-------- Dokumenttext --------

30. Juli. Die Deserteure von Casablanca werden von dem
Präsidenten der Republik begnadigt.
31. Juli. Der Besuch des Zaren in Cherbourg.
An Bord der Standart heißt Präsident Fallières das russische
Kaiserpaar willkommen und lud den Kaiser ein, die Parade über das
Geschwader abzunehmen. Beide Staatsoberhäupter besteigen alsdann den
Kreuzer Galilée, der vor den vereinigten russischen und französischen
Schiffen vorüberfuhr. Das französische Geschwader setzte sich zusammen
aus sechs Panzerschiffen, sieben großen Kreuzern, zwei Aufklärungskreuzern
und zwanzig Torpedobootszerstörern. Beim Vorbeifahren brachten die
Mannschaften Hurras aus, während die Musik die russische Hymne spielte.
Nach der Parade, die eine halbe Stunde dauerte, kehrte der Kaiser auf
die Standard zurück und erwiderte dann auf dem Panzer Vérité den
Besuch des Herrn Fallières. Der Aufenthalt dauerte eine ganze Stunde
und erschien außerdem bemerkenswert durch die Herzlichkeit der Unter-
haltung. Die Minister Pichon und Iswolski hatten ebenfalls eine längere
Unterredung. Bei dem Mahl an Bord der Vérité brachte Präsident
Fallières folgenden Trinkspruch aus:
Sire, es ist mir eine aufrichtige Freude, Eure Majestät und Ihre
Majestät die Kaiserin auf der dritten Reise willkommen zu heißen, die Sie
seit Ihrer Krönung in unser Land machen. Frankreich und seine Regierung
wissen Eurer Majestät tiefen Dank für das Zeichen treuer Zuneigung und
unwandelbarer Freundschaft, die sie von Eurer Moajestät erfahren dürfen.

--------

* _Aufgabe a_:
Zähle die Zeilen unten, in denen die Zeichenfolge „then“ vorkommt, und nenne nur die Zahl.
Der Text und die Zeilen stehen in keinem Zusammenhang.

-------- Gegebene Daten --------

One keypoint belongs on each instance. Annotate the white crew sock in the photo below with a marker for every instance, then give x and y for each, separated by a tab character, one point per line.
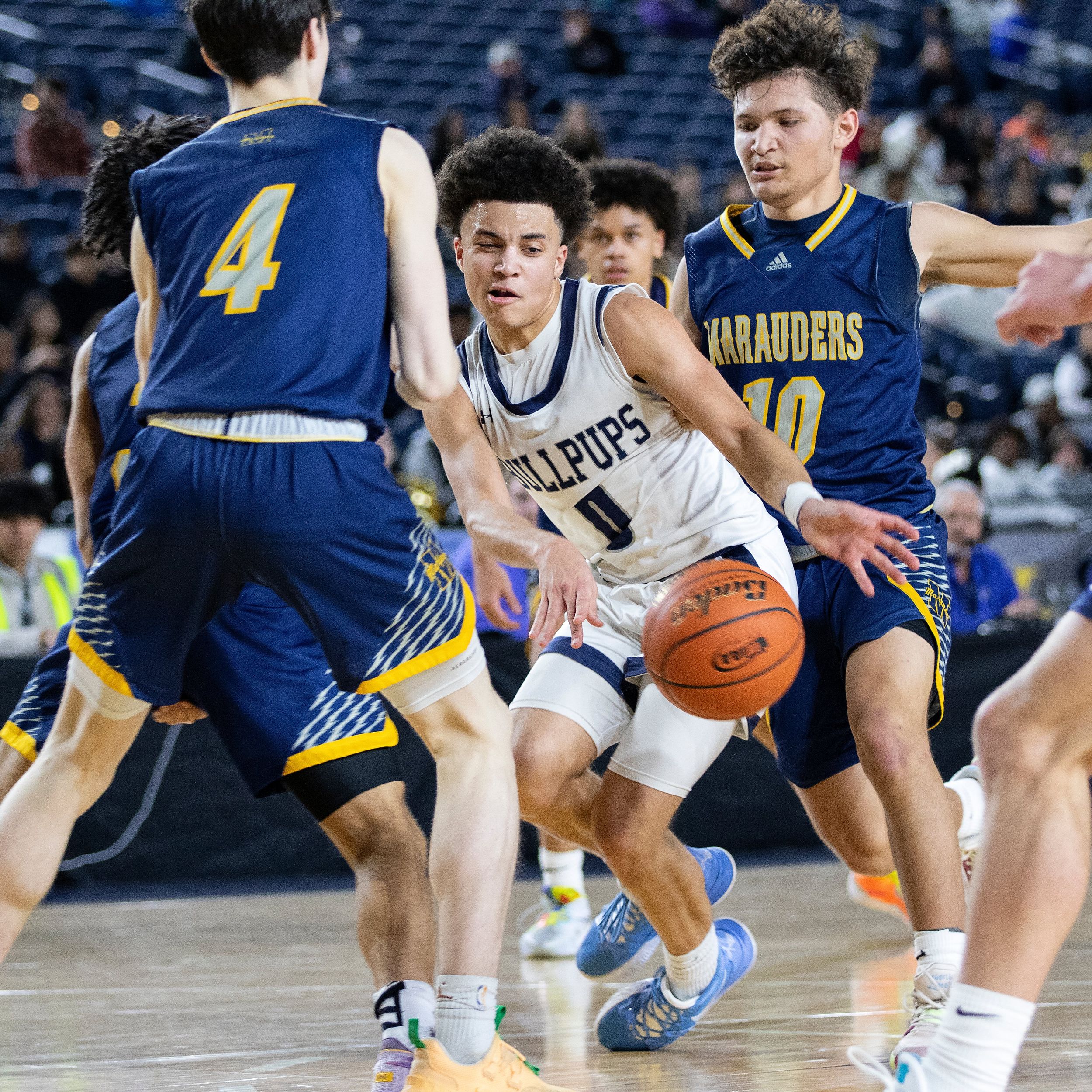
563	870
689	975
940	959
466	1016
970	792
978	1042
399	1003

--------

* _Aufgabe b_:
Entscheide für jede Aussage, ob sie mit dem Text über den Besuch des Zaren in Cherbourg übereinstimmt, und belege dein Ja oder Nein mit den entscheidenden Worten des Textes im genauen Wortlaut: (i) Die Parade dauerte eine ganze Stunde. (ii) Zum französischen Geschwader gehörten zwanzig Torpedobootszerstörer. (iii) Fallières heißt das Kaiserpaar auf dessen dritter Reise seit der Krönung in Frankreich willkommen.

* _Ergebnis a_:
1

* _Ergebnis b_:
(i) Nein: „die eine halbe Stunde dauerte“
(ii) Ja: „und zwanzig Torpedobootszerstörern“
(iii) Ja: „auf der dritten Reise willkommen zu heißen, die Sie seit Ihrer Krönung in unser Land machen“